= DIRECTIONS FOR THIS TASK =
An acceptable response holds only the line containing "Target: small boat on water" and every line after it to the end of the records, each reproduced exactly.

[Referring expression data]

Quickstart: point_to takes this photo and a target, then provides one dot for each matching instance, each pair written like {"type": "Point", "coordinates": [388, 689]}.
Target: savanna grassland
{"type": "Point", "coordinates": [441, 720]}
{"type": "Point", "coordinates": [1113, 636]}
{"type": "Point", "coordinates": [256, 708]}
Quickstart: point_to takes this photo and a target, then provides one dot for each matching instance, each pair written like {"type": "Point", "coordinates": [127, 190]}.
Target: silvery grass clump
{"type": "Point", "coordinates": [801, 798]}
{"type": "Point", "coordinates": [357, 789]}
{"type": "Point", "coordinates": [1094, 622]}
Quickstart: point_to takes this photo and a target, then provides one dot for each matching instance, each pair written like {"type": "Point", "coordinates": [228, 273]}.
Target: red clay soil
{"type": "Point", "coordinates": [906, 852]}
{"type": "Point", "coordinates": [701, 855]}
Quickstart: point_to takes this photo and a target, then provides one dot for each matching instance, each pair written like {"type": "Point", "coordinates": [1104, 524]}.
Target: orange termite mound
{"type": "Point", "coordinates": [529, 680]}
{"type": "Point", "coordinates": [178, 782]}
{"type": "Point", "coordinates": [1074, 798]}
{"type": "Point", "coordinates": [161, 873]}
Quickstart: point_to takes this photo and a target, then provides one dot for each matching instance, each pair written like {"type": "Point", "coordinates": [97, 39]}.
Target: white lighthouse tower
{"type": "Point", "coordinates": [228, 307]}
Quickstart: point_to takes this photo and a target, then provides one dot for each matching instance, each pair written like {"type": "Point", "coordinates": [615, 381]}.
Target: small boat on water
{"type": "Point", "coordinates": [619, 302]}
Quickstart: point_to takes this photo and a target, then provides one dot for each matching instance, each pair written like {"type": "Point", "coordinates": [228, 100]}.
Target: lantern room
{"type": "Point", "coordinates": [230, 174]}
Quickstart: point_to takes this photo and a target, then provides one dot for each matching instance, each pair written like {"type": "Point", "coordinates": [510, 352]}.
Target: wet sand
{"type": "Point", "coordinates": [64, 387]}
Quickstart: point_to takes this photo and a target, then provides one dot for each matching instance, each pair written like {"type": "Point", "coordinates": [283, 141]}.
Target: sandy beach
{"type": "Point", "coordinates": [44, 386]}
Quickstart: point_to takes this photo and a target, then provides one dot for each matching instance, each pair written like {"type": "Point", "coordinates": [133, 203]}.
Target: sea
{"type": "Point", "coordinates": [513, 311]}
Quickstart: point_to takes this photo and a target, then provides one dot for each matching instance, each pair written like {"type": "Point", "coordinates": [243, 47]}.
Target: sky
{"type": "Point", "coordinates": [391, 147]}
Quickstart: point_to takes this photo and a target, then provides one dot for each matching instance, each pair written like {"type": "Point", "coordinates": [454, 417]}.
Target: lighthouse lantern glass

= SOLUTION =
Target: small boat on water
{"type": "Point", "coordinates": [619, 302]}
Quickstart: point_to takes this photo and a target, then provides one dot for each matching instance, each pair written like {"type": "Point", "coordinates": [228, 100]}.
Target: lantern room
{"type": "Point", "coordinates": [230, 174]}
Quickstart: point_to takes this photo and a target, then provides one dot for each matching instance, each pair written like {"type": "Point", "coordinates": [510, 352]}.
Target: wet sand
{"type": "Point", "coordinates": [64, 387]}
Quickstart: point_to takes this photo and a target, then provides one dot for each matching instance, each pair written like {"type": "Point", "coordinates": [283, 141]}.
Target: sandy beach
{"type": "Point", "coordinates": [44, 386]}
Quickstart: point_to takes this photo and a target, then provides one dot for each matching instance, each pair written like {"type": "Point", "coordinates": [133, 203]}.
Target: sea
{"type": "Point", "coordinates": [513, 311]}
Quickstart: point_to takes this photo and a target, then provides one dot for each matching instance, each pair written like {"type": "Point", "coordinates": [243, 47]}.
Target: sky
{"type": "Point", "coordinates": [391, 147]}
Quickstart: point_to takes this photo and a target, then provides one dot for each matching instance, each pair written like {"type": "Point", "coordinates": [454, 417]}.
Target: lighthouse lantern glass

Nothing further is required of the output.